= 課題 =
**1.** 本文の「はじめは、こんなふうにバラバラとかたっぱしから集めればいいのです。」から「学んだところ、先行研究なども書き添えていく。」までのすべてを、「ノート」を「手帳」に置き換えて書き改めよ。
**2.** 本文の内容を二文でまとめよ。
::: 本文 :::
谷和樹の教育新宝島

特典資料

谷和樹の解説

「すぐれた教育技術」ってなんだ
教師になって5年目くらいのころ。
ふと考えました。

自分はいくつくらいの技術をもっているのかな・・・
なぜかというと、向山が本に書いていたからです。
すぐれた技術・方法を100学べ

(『黒帯六条件』学芸みらい社 p.14)

「ふつうの」技術じゃないです。
「すぐれた」技術です。
「ふつうの」技術でも、むずかしいでしょ?
100もあります?
私は、ほとんど書き出せませんでした。
さっきの本には、例が出ています。
1)最後の行動まで示してから子どもを動かせ
2)ラジオ体操の手足の運動の指導
3)バスの運転士は運転している時どこを見ているでしょう
4)トンと踏み切りなさい

はじめは、こんなふうにバラバラとかたっぱしから集めればいいのです。
向山はこういうのを
ノートに書いて集めろ
と言っています。
ノートに番号をふる。
題を「私の身に付けた教育技術」とする。
そして
「向山式跳び箱指導法」
「春の授業」
「集中させる方法」
など学ぶ内容のタイトルを書いていく。
学んだところ、先行研究なども書き添えていく。

(『黒帯六条件』学芸みらい社 p.46)

こうやって100を突破するまで書くのです。
もちろん、書いただけでは意味がありませんね。
頭の中に入っていないと。
書いたら、やってみます。
やってみれば体が覚えます。
その場面や結果も書くといいです。
そうやって何年か努力する。
すると、いろいろと気づきます。
「バラバラっぽかったけど、これは似ているな」
とか。
「これって、あの場面でも使えるな」
とか。

さっきの4つは、全部「すぐれた技術」です。
でも、それぞれ違いますよね。
「カテゴリー」が違うのです。

1)最後の行動まで示してから子どもを動かせ
この1)のようなものを私は
原則的な教育技術
って呼んでます。
有名なのは向山のこれです。
::: 行の一覧 :::
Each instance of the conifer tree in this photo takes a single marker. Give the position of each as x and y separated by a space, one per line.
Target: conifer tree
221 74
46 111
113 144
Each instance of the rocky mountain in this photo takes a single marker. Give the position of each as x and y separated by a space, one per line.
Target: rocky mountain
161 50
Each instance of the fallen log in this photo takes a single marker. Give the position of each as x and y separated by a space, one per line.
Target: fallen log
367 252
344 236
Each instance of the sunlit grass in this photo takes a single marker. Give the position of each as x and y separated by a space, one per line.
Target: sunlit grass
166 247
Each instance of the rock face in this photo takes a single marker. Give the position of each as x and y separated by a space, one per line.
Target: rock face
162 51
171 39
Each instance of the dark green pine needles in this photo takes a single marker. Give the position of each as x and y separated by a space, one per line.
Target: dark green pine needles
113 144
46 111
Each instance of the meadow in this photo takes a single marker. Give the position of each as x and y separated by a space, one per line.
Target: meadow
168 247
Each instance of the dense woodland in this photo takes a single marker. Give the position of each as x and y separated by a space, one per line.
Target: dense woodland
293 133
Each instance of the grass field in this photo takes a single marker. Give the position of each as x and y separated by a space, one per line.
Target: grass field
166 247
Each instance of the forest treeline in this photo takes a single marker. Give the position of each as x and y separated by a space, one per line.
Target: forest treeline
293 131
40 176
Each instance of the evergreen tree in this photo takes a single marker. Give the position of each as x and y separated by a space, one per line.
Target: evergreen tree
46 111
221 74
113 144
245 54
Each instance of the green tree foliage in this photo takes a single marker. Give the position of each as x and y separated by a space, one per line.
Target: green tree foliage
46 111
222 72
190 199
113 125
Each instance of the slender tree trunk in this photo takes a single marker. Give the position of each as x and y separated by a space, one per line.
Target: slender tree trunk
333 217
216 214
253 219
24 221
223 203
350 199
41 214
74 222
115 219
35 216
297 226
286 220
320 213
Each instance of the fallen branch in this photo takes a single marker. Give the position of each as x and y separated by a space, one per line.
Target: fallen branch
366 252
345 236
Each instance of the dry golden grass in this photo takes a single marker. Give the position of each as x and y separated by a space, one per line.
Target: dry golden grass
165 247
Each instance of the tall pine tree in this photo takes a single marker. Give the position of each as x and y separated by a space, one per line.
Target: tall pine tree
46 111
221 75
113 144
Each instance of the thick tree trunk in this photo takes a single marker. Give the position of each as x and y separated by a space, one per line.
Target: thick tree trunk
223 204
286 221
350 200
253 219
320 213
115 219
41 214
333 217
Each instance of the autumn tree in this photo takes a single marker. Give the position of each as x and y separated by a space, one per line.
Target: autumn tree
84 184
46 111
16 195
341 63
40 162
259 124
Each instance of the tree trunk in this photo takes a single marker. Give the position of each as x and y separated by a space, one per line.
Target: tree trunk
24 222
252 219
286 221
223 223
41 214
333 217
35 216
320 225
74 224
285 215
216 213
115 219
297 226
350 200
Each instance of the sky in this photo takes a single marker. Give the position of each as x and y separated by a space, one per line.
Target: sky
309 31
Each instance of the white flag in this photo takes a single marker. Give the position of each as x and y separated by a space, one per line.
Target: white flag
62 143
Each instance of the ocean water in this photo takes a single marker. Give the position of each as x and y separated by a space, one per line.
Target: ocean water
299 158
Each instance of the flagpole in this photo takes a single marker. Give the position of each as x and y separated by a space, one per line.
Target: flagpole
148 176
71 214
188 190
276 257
:::
= 解答 =
**1.**
はじめは、こんなふうにバラバラとかたっぱしから集めればいいのです。
向山はこういうのを
手帳に書いて集めろ
と言っています。
手帳に番号をふる。
題を「私の身に付けた教育技術」とする。
そして
「向山式跳び箱指導法」
「春の授業」
「集中させる方法」
など学ぶ内容のタイトルを書いていく。
学んだところ、先行研究なども書き添えていく。

**2.** 向山はすぐれた技術・方法を100学べと書き、学ぶ内容のタイトルを番号をふったノートに書いて集めるよう勧めている。書いたらやってみて、その場面や結果も書く努力を何年か続けると、技術どうしが似ていることや、それぞれの「カテゴリー」が違うことに気づく。